**Data shown**

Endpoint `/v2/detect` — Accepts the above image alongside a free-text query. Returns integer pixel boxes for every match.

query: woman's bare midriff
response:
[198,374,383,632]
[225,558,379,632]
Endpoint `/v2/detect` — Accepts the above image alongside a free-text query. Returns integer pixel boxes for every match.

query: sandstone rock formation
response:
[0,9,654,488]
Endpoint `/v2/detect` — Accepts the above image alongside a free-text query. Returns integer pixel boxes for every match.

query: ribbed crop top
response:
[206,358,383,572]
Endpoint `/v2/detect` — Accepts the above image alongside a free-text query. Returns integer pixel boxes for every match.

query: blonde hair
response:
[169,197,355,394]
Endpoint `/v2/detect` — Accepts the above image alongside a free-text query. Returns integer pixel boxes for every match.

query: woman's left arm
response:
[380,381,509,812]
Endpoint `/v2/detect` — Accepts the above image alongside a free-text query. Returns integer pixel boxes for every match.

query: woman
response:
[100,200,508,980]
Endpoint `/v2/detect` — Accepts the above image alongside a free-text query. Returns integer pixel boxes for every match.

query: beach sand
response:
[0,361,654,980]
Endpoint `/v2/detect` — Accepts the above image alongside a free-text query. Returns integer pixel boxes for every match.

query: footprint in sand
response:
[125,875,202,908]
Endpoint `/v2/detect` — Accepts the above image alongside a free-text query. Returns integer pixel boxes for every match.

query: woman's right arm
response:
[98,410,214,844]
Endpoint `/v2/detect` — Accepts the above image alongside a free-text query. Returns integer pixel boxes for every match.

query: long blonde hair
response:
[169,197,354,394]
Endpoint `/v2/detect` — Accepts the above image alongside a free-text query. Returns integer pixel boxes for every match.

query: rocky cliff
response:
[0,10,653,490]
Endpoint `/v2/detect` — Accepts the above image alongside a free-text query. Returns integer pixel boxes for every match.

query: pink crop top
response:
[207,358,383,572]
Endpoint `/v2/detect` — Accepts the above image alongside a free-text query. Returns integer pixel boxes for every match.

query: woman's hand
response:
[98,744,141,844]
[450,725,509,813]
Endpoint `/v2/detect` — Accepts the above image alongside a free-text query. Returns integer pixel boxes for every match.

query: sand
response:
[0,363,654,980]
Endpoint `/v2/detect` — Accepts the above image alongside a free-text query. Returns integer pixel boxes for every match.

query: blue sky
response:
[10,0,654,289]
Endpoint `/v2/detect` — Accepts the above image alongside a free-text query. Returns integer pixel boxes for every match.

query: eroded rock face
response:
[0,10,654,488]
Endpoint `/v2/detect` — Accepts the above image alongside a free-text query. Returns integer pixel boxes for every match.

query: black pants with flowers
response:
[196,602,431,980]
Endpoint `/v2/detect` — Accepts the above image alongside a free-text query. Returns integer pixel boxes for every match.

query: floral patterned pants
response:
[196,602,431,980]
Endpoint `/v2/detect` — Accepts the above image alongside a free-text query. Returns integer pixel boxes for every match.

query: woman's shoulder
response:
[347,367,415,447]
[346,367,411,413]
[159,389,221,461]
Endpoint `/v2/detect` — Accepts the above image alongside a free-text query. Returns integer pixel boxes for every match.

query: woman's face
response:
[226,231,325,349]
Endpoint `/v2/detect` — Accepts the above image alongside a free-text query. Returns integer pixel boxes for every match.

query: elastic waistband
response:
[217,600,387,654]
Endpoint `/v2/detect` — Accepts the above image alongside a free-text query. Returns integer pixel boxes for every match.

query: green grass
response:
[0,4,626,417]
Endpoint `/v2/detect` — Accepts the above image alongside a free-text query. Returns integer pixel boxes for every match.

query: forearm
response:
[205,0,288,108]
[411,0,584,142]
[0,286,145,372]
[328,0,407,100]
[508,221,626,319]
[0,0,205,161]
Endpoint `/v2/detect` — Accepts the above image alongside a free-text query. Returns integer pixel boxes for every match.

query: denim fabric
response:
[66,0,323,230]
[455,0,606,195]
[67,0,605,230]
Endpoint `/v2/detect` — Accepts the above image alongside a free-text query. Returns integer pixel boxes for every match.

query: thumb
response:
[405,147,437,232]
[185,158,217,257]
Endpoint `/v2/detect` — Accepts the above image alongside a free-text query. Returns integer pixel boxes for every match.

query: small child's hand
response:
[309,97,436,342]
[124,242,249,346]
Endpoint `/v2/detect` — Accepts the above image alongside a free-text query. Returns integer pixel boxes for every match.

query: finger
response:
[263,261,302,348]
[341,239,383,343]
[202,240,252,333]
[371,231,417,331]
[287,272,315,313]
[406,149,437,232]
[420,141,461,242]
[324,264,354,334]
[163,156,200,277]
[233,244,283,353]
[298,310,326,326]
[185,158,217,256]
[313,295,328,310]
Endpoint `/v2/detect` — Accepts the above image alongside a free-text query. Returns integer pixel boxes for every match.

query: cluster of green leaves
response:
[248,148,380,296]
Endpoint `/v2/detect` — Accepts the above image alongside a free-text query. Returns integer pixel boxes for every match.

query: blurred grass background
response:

**Direction**
Update the material above by replacing "free-text query" with "natural-language query" wherever it occurs, leaving everything else unchanged, and reproduce the full result.

**Problem solution**
Endpoint `/v2/detect` — Accepts the above image alongside a natural-language query. Returns integer pixel boxes for every match.

query: woman's bare midriff
response:
[198,374,383,632]
[225,558,379,632]
Endpoint `/v2/detect` — Accepts the above image alongside a natural-language query. Returns integer pixel boxes for every match.

query: sandstone rock formation
response:
[0,9,654,488]
Endpoint `/v2/detect` — Accepts the above image alongside a natural-language query. Returns integer pixel boxes for every match.

query: ribbed crop top
response:
[206,358,383,572]
Endpoint `/v2/detect` — Accepts the above image alongside a natural-language query. Returns integer pixel boxes for every match.

query: blonde hair
response:
[169,197,355,394]
Endpoint `/v2/detect` — Accepts the above image alongside a natural-language query. Returns integer pixel boxes for every match.

query: woman's left arm
response:
[380,381,509,812]
Endpoint `/v2/detect` — Accepts the above image alongside a natural-language query. Returns integer pixel boxes for every match.

query: woman
response:
[100,200,508,980]
Endpoint `/v2/detect` — Accepts the above image alongside a natural-language query. Returns integer pixel boxes for every match.

query: beach sand
response:
[0,361,654,980]
Endpoint `/v2/detect` — Accepts the above image alongside a natural-language query. Returns integer pixel boxes for every match.

query: footprint in sand
response:
[125,875,202,908]
Endpoint `/v2/detect` — Accepts the above image alongside a natural-language query. Returns integer pixel boxes for every match.

query: woman's right arm
response:
[98,410,214,844]
Endpoint `/v2/detect` — Accepts the above image alongside a natural-language query. Returns integer pixel boxes for every match.

query: long blonde hair
response:
[169,197,354,394]
Endpoint `/v2/detect` — Accepts the above image alongside a natural-language query. Returns integer pixel boxes for every match.

query: rocky cliff
response:
[0,10,653,490]
Endpoint `/v2/detect` — Accepts the above image alongside a natural-language query. Returns integer pixel boxes for every match.

query: pink crop top
response:
[207,358,383,572]
Endpoint `/v2/detect` — Accepts the above image alongside a natural-language query. Returns integer pixel boxes for every match.

query: woman's hand
response:
[98,744,141,844]
[450,725,509,813]
Endpoint `/v2/detect` — Accepts the above image alongside a natural-language query. Returns integer pixel boxes for every match.

query: sand
response:
[0,363,654,980]
Endpoint `/v2/detect` — Accepts the above image alongside a natural-language query. Returns integer pixel boxes for every match.

query: blue sky
response:
[10,0,654,289]
Endpoint `/v2/detect` — Accepts the above image alongside a natural-language query. Returns integer pixel boxes for every match.

query: eroded rock face
response:
[0,10,654,488]
Endpoint `/v2/detect` — Accepts the above image alongside a natural-language query. Returns integer pixel boxes for every match.

query: black pants with flowers
response:
[196,602,431,980]
Endpoint `/v2/detect` — Accepts the above image alongside a natural-language query. Returns integer pixel boxes for every match.

query: floral patterned pants
response:
[196,602,431,980]
Endpoint `/v2/detect` — Accepts the above image alongside a natural-language query. Returns integer pixel boxes for every match.

query: woman's shoulder
response:
[347,367,415,447]
[346,367,411,413]
[159,389,221,461]
Endpoint `/v2/detect` — Accepts the above image alongside a natural-language query. Returns integer pixel boxes for every match.

query: woman's face
response:
[226,231,325,349]
Endpoint `/v2/detect` — Accepts the above image alongside a natural-language query. Returns integer pixel boxes for every match.

query: elastic waistband
response:
[217,600,387,654]
Endpoint `/v2/detect` — Accepts the above image alongside a natural-language query. Returns integer pixel boxes for every match.

query: green grass
response:
[0,4,626,417]
Endpoint `/v2/detect` — Accepts the above image alongside a natural-language query. Returns integer pixel boxes for every match.

query: forearm
response:
[205,0,288,108]
[411,0,584,142]
[0,286,145,372]
[328,0,407,100]
[508,221,626,319]
[0,0,205,161]
Endpoint `/v2/detect` — Accepts the above image alongside a natural-language query. Returns integer pixel boxes for every match.

query: denim fabric
response:
[66,0,323,230]
[455,0,606,195]
[67,0,605,230]
Endpoint `/v2/detect` — Accepts the above image alongside a natural-language query. Returns integer pixel boxes for every match.

query: thumb
response:
[405,147,437,232]
[185,158,217,257]
Endpoint `/v2/detect` — Accepts the above image alongside a natural-language query. Returns integer pixel boxes for every match.

query: small child's hand
response:
[309,97,436,342]
[124,242,249,346]
Endpoint `/v2/detect` — Accepts the above image alongside a natural-language query. Returns integer pixel boxes for every match.

query: finger
response:
[263,261,302,348]
[341,239,383,343]
[202,240,252,333]
[371,231,417,331]
[287,272,315,313]
[406,149,437,232]
[420,141,461,242]
[324,264,354,334]
[163,156,200,277]
[233,244,283,353]
[298,310,326,326]
[185,158,217,256]
[313,295,328,310]
Endpoint `/v2/detect` — Accepts the above image alongside a natural-language query. Returns integer pixel boxes for every match.

query: cluster of green leaves
response:
[248,148,380,296]
Endpoint `/v2/detect` — Accepts the above image alongside a natural-language query. Returns integer pixel boxes for every match.

query: blurred grass background
response:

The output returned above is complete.